## DATASET ENTRIES
========================
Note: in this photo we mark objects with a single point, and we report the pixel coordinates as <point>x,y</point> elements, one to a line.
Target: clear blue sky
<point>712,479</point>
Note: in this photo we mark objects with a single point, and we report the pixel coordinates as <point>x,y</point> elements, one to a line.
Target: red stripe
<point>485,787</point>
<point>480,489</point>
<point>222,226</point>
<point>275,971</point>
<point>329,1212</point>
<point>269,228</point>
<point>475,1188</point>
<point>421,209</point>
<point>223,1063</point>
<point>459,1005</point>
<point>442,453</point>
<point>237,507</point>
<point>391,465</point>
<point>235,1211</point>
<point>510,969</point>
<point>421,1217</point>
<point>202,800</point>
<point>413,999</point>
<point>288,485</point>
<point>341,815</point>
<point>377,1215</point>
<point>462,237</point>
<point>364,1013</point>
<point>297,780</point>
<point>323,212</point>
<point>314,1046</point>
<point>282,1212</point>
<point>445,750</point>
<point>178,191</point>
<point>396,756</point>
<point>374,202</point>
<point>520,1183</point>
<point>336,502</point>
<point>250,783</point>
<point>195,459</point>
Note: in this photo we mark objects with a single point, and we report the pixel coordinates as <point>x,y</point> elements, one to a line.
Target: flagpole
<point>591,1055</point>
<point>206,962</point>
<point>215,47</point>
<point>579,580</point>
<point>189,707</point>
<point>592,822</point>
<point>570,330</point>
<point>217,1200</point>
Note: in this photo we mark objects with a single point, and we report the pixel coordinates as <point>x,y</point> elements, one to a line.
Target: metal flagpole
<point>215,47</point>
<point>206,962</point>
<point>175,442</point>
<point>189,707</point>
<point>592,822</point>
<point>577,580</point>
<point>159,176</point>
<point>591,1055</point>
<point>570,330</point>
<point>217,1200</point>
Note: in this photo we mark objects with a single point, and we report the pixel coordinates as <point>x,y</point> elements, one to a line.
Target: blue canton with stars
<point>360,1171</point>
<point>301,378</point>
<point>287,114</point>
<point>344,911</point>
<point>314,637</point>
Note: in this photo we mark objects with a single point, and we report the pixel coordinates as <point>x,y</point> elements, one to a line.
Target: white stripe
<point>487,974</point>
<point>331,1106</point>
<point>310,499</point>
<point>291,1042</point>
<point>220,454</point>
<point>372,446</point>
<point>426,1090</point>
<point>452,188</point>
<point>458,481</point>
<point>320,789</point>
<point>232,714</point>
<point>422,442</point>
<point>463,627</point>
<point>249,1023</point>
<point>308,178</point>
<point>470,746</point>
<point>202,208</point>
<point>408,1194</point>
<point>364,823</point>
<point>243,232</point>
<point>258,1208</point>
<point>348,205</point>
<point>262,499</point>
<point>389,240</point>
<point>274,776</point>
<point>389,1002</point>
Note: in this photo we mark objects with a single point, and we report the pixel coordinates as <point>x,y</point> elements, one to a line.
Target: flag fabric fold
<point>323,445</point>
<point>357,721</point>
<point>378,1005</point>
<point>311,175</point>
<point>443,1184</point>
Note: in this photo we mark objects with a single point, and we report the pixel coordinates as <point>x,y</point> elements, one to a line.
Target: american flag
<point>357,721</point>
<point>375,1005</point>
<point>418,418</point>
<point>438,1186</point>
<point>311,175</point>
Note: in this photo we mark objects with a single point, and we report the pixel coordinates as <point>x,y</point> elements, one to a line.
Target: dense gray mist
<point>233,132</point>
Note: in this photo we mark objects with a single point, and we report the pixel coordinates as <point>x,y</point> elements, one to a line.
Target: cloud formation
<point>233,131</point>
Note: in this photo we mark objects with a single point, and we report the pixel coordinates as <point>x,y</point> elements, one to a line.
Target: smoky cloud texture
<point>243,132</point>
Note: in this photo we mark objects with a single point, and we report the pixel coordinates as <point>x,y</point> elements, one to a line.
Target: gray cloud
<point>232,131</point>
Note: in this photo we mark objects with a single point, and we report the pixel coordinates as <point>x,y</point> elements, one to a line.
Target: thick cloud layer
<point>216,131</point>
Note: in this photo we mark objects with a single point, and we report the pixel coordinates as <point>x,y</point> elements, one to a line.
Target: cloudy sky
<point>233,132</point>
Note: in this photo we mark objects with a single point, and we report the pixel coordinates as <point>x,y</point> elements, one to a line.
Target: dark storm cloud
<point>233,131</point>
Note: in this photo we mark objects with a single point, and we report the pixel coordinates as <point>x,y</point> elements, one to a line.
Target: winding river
========================
## WHAT YOU HAVE TO DO
Output the full listing without altering anything.

## ANSWER TO THIS EXERCISE
Note: in this photo we mark objects with a single point, and we report the pixel coordinates as <point>x,y</point> elements, one to a line.
Target: clear blue sky
<point>712,479</point>
Note: in this photo we mark objects with a single point, and we report the pixel coordinates as <point>x,y</point> elements, one to a line.
Target: red stripe
<point>485,787</point>
<point>480,489</point>
<point>222,226</point>
<point>275,971</point>
<point>329,1212</point>
<point>269,228</point>
<point>475,1188</point>
<point>421,209</point>
<point>223,1063</point>
<point>459,1005</point>
<point>442,453</point>
<point>237,507</point>
<point>391,465</point>
<point>235,1211</point>
<point>510,969</point>
<point>421,1217</point>
<point>202,800</point>
<point>413,999</point>
<point>288,485</point>
<point>341,815</point>
<point>377,1215</point>
<point>462,237</point>
<point>364,1013</point>
<point>297,780</point>
<point>323,212</point>
<point>314,1046</point>
<point>282,1212</point>
<point>445,750</point>
<point>178,191</point>
<point>396,756</point>
<point>374,202</point>
<point>520,1183</point>
<point>336,502</point>
<point>250,783</point>
<point>195,459</point>
Note: in this photo we mark objects with a single point, and we report the pixel coordinates as <point>x,y</point> elements, one to a line.
Target: flagpole
<point>591,1055</point>
<point>206,962</point>
<point>215,47</point>
<point>579,580</point>
<point>189,707</point>
<point>592,822</point>
<point>570,330</point>
<point>217,1200</point>
Note: in this photo we mark objects with a single point, and we report the pixel coordinates as <point>x,y</point> elements, one to a line.
Target: metal flagpole
<point>215,47</point>
<point>206,962</point>
<point>175,442</point>
<point>189,707</point>
<point>592,822</point>
<point>577,580</point>
<point>159,176</point>
<point>591,1055</point>
<point>570,330</point>
<point>217,1200</point>
Note: in this photo we mark objects with a single point, and we report the pixel coordinates as <point>x,y</point> elements, one to a line.
Target: blue canton with stars
<point>360,1171</point>
<point>301,378</point>
<point>287,114</point>
<point>344,911</point>
<point>314,637</point>
Note: in this photo we mark objects with a single point, and we report the pixel coordinates as <point>x,y</point> elements, one to a line.
Target: white stripe
<point>487,974</point>
<point>331,1106</point>
<point>310,499</point>
<point>291,1042</point>
<point>220,454</point>
<point>372,446</point>
<point>426,1090</point>
<point>452,188</point>
<point>458,481</point>
<point>320,789</point>
<point>232,714</point>
<point>422,442</point>
<point>463,627</point>
<point>249,1023</point>
<point>308,178</point>
<point>470,746</point>
<point>202,208</point>
<point>408,1194</point>
<point>364,823</point>
<point>243,232</point>
<point>258,1208</point>
<point>348,205</point>
<point>262,499</point>
<point>389,240</point>
<point>274,776</point>
<point>389,1002</point>
Note: in this photo we mark objects with a single point, and we report the pixel coordinates as <point>x,y</point> elements, one to a line.
Target: flag fabric fold
<point>323,445</point>
<point>357,721</point>
<point>378,1005</point>
<point>311,175</point>
<point>443,1184</point>
Note: in this photo we mark objects with a single point, and we report the pixel coordinates as <point>x,y</point> elements, one to a line.
Target: american flag
<point>357,721</point>
<point>375,1005</point>
<point>418,418</point>
<point>438,1186</point>
<point>311,175</point>
Note: in this photo we mark objects with a single point, and we report the pixel coordinates as <point>x,y</point> elements, one to a line.
Target: dense gray mist
<point>233,132</point>
Note: in this photo we mark objects with a single point, and we report the pixel coordinates as <point>x,y</point> elements, one to a line.
Target: cloud formation
<point>233,131</point>
Note: in this photo we mark objects with a single point, and we report the pixel coordinates as <point>x,y</point> elements, one to a line.
Target: smoky cloud texture
<point>243,132</point>
Note: in this photo we mark objects with a single point, and we report the pixel coordinates as <point>x,y</point> elements, one to a line.
Target: gray cloud
<point>232,131</point>
Note: in this photo we mark objects with a single point, and we report the pixel coordinates as <point>x,y</point> elements, one to a line.
Target: thick cloud layer
<point>216,131</point>
Note: in this photo we mark objects with a single point, and we report the pixel coordinates as <point>x,y</point> elements, one to a line.
Target: cloudy sky
<point>233,132</point>
Note: in this photo we mark objects with a single point, and we report the pixel coordinates as <point>x,y</point> elements, one to a line.
Target: dark storm cloud
<point>233,131</point>
Note: in this photo we mark objects with a single point, and we report the pixel coordinates as <point>x,y</point> elements, one to a line.
Target: winding river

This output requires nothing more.